*Quoted text*.
Jonathan Stephen Geoffrey King (born 21 May 1948), known professionally as Jonathan "Nash" Hyde, is an Australian-English actor. Hyde is perhaps best known for roles as Herbert Arthur Runcible Cadbury in the 1994 comedy film Richie Rich, Samuel Parrish and Van Pelt in the 1995 fantasy adventure film Jumanji, J. Bruce Ismay in the 1997 epic romantic film Titanic, Culverton Smith in The Memoirs of Sherlock Holmes, Warren Westridge in creature feature film Anaconda, Dr. Allen Chamberlain in the 1999 adventure horror film The Mummy, and Eldritch Palmer in the FX TV series The Strain. Although an Australian citizen, he has mostly lived in the United Kingdom since 1969, after his family left Australia.

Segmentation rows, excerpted

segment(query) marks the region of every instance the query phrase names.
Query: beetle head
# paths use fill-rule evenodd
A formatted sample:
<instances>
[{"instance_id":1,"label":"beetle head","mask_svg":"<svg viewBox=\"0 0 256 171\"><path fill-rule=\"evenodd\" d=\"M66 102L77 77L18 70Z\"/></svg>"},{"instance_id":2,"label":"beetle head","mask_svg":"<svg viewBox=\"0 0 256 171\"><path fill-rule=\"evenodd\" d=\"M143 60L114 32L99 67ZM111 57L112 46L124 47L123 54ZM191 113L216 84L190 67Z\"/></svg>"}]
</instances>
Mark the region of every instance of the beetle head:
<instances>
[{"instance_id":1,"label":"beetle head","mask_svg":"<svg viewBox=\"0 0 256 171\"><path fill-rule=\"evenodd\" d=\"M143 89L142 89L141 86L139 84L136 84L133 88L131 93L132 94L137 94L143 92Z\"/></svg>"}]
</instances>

*Problems and tasks*.
a) Can you change "region" to "area" throughout the segmentation rows and give those rows again with nothing else altered?
b) How would the Jonathan Hyde biography go on after its last sentence? Write that continuation.
The Jonathan Hyde biography and the rows are unrelated to each other.

*Task answers*.
a)
segment(query) marks the area of every instance the query phrase names.
Query: beetle head
# paths use fill-rule evenodd
A formatted sample:
<instances>
[{"instance_id":1,"label":"beetle head","mask_svg":"<svg viewBox=\"0 0 256 171\"><path fill-rule=\"evenodd\" d=\"M66 102L77 77L18 70Z\"/></svg>"},{"instance_id":2,"label":"beetle head","mask_svg":"<svg viewBox=\"0 0 256 171\"><path fill-rule=\"evenodd\" d=\"M143 60L114 32L99 67ZM111 57L112 46L124 47L123 54ZM191 113L216 84L190 67Z\"/></svg>"}]
</instances>
Mark the area of every instance of the beetle head:
<instances>
[{"instance_id":1,"label":"beetle head","mask_svg":"<svg viewBox=\"0 0 256 171\"><path fill-rule=\"evenodd\" d=\"M143 89L142 89L141 86L139 84L136 84L133 88L131 93L132 94L137 94L143 92Z\"/></svg>"}]
</instances>

b)
Early life
Hyde was born in Brisbane, Queensland, to a middle-class family. His father was Stephen Geoffrey King, a solicitor. Hyde's interest in law took him to university to study the subject but his passion for performing and the theatre led him to pursue a career in acting. Leaving for London in 1969, he was awarded a coveted place at the Royal Academy of Dramatic Art and won the Bancroft Gold Medal for excellence in his graduating year of 1972. In a 2007 interview with The Age, Hyde said he did not make a conscious decision to lose his Australian accent after moving to Britain, and that it still "comes and goes."

Career
Hyde is a member of the Royal Shakespeare Company. Among other roles, he played Ferdinand in a 1985 production of John Webster's The Duchess of Malfi. He was an original cast member of Not the Nine O'Clock News, the first series of which was pulled from broadcast because of the General Election of 1979. Hyde played J. Bruce Ismay, the managing director of the White Star Line in Titanic, Egyptologist Allen Chamberlain in The Mummy, and Sam Parrish/Van Pelt, the hunter in Jumanji. He has been in numerous films including The Contract, The Curse of King Tut's Tomb, Land of the Blind, The Tailor of Panama, Sherlock Holmes and the Case of the Silk Stocking, Eisenstein and Anaconda.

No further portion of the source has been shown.